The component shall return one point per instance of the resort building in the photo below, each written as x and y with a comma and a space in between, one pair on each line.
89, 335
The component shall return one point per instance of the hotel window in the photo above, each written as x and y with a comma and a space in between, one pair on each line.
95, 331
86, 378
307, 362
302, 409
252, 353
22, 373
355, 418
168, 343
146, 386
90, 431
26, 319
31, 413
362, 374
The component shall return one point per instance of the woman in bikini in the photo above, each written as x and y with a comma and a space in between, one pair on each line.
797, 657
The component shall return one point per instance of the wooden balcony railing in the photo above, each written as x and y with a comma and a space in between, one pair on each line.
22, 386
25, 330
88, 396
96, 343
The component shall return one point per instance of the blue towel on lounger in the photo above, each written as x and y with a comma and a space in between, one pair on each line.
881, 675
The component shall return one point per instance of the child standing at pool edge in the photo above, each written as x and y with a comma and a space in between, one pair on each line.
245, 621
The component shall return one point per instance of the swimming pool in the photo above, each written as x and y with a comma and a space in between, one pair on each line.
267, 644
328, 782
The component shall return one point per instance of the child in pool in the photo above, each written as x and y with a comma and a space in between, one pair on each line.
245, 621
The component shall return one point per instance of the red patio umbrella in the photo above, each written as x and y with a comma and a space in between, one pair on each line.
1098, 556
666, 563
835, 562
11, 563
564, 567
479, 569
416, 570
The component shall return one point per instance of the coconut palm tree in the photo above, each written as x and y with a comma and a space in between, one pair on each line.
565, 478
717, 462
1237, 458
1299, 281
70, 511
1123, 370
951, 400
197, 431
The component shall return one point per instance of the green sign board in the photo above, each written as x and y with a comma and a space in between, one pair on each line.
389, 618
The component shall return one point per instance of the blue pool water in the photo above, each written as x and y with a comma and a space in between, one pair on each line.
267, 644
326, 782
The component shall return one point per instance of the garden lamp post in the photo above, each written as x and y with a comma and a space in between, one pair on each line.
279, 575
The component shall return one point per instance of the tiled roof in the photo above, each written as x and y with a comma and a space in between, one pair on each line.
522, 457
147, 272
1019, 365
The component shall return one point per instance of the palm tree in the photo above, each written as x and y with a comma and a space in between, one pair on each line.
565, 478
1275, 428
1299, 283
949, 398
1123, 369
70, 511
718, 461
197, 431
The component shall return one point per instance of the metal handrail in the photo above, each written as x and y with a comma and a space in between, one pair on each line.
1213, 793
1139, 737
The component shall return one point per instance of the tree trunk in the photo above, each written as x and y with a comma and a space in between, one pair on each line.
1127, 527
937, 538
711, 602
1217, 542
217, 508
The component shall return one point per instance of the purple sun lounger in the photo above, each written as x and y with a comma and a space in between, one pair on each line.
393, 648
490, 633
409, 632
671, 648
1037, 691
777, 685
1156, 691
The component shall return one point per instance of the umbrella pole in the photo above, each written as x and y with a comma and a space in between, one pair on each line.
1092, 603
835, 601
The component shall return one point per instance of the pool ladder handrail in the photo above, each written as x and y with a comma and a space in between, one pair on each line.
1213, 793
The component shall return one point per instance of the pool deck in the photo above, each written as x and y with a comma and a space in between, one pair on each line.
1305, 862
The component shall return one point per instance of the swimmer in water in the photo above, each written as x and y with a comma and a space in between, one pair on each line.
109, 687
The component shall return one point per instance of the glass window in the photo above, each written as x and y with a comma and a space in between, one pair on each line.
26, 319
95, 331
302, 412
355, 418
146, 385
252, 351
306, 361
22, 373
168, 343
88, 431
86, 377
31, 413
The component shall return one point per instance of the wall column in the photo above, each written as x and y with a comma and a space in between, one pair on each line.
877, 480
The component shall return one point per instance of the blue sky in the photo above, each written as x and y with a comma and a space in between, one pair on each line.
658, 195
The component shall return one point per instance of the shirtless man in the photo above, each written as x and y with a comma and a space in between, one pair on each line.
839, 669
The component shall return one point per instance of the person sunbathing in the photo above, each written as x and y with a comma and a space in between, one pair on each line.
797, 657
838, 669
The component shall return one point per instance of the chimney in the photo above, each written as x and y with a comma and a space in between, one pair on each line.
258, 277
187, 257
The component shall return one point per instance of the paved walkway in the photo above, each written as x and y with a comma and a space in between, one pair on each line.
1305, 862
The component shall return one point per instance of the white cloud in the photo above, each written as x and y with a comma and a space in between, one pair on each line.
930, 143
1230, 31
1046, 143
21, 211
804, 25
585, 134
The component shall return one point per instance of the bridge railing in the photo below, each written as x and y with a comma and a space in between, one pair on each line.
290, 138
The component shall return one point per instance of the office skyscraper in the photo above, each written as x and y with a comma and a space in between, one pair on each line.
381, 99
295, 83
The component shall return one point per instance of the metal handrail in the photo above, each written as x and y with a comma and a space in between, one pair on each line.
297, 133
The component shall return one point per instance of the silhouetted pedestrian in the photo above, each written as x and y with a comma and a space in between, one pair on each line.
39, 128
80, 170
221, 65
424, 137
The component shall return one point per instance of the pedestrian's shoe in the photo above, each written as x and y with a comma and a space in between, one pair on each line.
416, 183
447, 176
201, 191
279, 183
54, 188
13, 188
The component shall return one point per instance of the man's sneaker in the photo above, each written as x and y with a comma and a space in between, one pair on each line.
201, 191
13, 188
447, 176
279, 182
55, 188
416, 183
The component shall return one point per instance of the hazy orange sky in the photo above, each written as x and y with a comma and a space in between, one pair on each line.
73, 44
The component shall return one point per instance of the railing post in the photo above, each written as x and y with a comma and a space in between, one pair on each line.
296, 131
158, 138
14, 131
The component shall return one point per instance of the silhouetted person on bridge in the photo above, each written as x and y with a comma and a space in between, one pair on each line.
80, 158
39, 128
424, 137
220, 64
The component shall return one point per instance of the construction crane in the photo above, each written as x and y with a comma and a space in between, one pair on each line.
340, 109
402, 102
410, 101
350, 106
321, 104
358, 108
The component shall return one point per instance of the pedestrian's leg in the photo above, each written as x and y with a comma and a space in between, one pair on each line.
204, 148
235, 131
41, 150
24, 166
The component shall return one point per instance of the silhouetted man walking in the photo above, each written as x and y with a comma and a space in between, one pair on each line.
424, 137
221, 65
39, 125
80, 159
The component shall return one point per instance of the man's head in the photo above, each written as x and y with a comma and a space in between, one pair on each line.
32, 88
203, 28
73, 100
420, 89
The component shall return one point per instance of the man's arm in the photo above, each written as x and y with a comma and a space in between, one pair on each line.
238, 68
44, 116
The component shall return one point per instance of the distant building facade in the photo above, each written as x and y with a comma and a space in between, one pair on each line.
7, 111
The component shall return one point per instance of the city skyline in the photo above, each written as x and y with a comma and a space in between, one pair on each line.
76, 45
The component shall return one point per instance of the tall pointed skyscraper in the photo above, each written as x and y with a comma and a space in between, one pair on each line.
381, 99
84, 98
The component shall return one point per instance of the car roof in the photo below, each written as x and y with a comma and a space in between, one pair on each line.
════════
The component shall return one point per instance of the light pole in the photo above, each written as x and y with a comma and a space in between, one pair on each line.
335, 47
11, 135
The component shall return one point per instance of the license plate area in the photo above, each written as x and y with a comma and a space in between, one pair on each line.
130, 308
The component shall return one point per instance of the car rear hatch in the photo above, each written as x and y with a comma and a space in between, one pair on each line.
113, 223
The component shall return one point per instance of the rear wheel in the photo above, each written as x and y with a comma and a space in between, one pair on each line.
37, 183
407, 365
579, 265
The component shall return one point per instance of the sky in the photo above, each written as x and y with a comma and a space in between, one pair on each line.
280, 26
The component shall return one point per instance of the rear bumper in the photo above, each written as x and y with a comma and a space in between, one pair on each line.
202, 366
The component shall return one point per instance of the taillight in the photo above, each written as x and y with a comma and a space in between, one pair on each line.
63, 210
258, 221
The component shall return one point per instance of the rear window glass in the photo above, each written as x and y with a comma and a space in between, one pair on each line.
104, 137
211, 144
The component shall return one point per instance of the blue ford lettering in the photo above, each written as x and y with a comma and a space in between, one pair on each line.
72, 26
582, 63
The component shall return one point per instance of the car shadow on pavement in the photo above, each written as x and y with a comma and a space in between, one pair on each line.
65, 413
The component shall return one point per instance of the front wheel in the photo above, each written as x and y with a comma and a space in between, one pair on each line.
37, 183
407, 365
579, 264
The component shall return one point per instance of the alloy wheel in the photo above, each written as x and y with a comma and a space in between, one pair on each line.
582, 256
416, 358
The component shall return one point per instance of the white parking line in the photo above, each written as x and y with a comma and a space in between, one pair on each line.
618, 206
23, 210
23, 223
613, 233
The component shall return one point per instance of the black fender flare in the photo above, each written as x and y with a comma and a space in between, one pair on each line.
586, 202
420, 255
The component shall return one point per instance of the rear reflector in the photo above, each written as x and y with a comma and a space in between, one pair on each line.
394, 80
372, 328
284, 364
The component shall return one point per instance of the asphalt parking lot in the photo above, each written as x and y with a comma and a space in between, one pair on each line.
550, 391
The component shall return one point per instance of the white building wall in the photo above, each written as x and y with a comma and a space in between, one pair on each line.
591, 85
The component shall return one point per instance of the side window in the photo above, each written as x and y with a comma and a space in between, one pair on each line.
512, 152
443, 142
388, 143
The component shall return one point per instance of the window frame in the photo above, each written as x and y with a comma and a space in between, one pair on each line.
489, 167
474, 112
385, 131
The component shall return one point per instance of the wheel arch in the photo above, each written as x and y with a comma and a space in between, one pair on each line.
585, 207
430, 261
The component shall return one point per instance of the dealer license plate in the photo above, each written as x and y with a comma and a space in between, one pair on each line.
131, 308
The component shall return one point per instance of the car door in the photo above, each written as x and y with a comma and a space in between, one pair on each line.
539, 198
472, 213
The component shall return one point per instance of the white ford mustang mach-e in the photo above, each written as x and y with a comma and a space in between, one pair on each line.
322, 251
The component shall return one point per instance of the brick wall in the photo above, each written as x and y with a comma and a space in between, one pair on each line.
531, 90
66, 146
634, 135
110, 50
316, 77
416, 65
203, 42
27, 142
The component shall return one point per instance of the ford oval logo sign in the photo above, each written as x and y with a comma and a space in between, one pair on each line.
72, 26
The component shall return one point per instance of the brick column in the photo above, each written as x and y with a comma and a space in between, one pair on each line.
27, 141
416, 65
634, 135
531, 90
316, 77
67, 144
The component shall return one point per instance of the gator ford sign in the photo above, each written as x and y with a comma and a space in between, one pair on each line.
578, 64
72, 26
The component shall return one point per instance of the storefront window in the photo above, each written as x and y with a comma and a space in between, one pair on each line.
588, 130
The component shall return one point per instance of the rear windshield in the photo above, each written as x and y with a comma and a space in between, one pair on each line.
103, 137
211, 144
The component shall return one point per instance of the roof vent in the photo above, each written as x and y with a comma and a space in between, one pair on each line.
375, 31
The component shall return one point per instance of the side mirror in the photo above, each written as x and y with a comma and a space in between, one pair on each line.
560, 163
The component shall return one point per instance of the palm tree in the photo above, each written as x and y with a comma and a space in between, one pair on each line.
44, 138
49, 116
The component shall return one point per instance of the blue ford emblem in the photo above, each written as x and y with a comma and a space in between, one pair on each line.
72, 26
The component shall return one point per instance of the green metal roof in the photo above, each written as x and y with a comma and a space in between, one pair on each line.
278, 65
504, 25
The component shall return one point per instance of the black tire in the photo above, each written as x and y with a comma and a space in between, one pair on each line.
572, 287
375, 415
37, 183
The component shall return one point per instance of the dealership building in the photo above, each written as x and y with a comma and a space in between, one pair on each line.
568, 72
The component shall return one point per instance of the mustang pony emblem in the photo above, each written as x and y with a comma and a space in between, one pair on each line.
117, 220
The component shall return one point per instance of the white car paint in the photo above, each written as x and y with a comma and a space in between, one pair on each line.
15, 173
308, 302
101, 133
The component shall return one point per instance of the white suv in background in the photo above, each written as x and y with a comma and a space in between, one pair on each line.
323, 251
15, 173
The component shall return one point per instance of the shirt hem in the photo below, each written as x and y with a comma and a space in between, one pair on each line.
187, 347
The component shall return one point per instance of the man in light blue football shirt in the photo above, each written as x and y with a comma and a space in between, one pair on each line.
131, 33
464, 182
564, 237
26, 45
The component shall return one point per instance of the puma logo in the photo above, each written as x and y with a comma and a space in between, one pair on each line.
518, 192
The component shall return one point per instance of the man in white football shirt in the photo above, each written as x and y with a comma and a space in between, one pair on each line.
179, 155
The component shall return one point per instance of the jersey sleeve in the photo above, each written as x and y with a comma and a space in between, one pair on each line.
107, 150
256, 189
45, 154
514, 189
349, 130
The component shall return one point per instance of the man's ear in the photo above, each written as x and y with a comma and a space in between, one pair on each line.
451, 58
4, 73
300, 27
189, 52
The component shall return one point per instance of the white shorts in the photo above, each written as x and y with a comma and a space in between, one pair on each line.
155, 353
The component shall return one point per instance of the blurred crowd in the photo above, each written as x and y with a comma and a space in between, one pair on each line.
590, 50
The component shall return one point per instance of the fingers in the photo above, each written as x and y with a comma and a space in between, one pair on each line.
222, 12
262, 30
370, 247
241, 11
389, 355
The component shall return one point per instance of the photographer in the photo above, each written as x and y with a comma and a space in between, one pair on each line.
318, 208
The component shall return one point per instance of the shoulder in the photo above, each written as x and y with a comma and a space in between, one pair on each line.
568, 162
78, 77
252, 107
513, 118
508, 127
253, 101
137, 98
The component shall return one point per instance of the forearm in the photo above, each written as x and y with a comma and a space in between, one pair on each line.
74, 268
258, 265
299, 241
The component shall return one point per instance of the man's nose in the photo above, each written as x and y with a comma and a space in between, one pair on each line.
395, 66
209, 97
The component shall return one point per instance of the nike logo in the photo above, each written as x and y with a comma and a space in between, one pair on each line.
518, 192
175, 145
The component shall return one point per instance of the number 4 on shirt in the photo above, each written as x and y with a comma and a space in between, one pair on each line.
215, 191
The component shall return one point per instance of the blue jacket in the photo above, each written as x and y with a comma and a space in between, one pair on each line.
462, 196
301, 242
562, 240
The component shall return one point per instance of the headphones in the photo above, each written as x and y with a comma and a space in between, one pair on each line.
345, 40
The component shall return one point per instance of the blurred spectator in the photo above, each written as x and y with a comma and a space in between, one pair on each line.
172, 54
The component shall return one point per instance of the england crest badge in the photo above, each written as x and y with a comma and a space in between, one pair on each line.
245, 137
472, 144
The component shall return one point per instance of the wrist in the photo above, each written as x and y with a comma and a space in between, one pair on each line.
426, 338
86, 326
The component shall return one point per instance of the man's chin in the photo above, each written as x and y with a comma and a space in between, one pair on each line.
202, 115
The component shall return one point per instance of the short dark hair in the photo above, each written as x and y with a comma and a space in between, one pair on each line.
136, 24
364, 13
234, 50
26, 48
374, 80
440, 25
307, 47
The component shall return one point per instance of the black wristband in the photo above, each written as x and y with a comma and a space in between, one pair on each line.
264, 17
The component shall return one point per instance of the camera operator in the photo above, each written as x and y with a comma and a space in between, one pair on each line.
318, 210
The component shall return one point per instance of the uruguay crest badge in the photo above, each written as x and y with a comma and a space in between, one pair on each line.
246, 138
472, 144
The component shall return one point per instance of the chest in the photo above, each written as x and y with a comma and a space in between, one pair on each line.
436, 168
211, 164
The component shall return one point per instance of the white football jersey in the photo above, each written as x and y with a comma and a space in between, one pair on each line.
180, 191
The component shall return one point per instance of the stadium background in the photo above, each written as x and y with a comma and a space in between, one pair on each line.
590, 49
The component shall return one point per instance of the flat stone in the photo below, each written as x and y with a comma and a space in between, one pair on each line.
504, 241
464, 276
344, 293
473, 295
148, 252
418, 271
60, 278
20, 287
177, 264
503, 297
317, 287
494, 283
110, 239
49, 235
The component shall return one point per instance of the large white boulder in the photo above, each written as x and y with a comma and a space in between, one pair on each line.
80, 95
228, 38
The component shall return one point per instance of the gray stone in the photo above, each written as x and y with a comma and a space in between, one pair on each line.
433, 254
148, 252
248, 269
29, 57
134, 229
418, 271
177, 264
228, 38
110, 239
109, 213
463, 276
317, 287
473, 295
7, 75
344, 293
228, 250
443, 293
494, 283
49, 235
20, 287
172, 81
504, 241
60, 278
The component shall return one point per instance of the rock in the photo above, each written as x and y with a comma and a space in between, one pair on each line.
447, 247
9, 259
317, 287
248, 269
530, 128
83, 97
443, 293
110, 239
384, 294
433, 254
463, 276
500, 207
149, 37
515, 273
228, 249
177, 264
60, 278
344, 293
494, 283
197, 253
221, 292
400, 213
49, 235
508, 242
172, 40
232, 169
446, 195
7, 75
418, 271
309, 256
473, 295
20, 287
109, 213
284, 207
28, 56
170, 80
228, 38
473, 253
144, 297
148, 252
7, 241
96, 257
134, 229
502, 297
════════
- [課題内容]
上のデータのうち、文字列「lounger」を含む行をすべて抜き出してください。大文字と小文字は区別されます。

- [解答]
The component shall return one point per instance of the blue towel on lounger in the photo above, each written as x and y with a comma and a space in between, one pair on each line.
The component shall return one point per instance of the purple sun lounger in the photo above, each written as x and y with a comma and a space in between, one pair on each line.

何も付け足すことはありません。